======== Given information

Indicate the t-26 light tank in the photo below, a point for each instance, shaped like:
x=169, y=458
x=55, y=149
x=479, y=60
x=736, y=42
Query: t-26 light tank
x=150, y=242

================

#### Your assignment:
Nothing but the lines from the one that contains "x=169, y=458" through the last line of the entries should appear in your reply, each repeated exactly.

#### Completed exercise:
x=169, y=458
x=55, y=149
x=479, y=60
x=736, y=42
Query: t-26 light tank
x=150, y=242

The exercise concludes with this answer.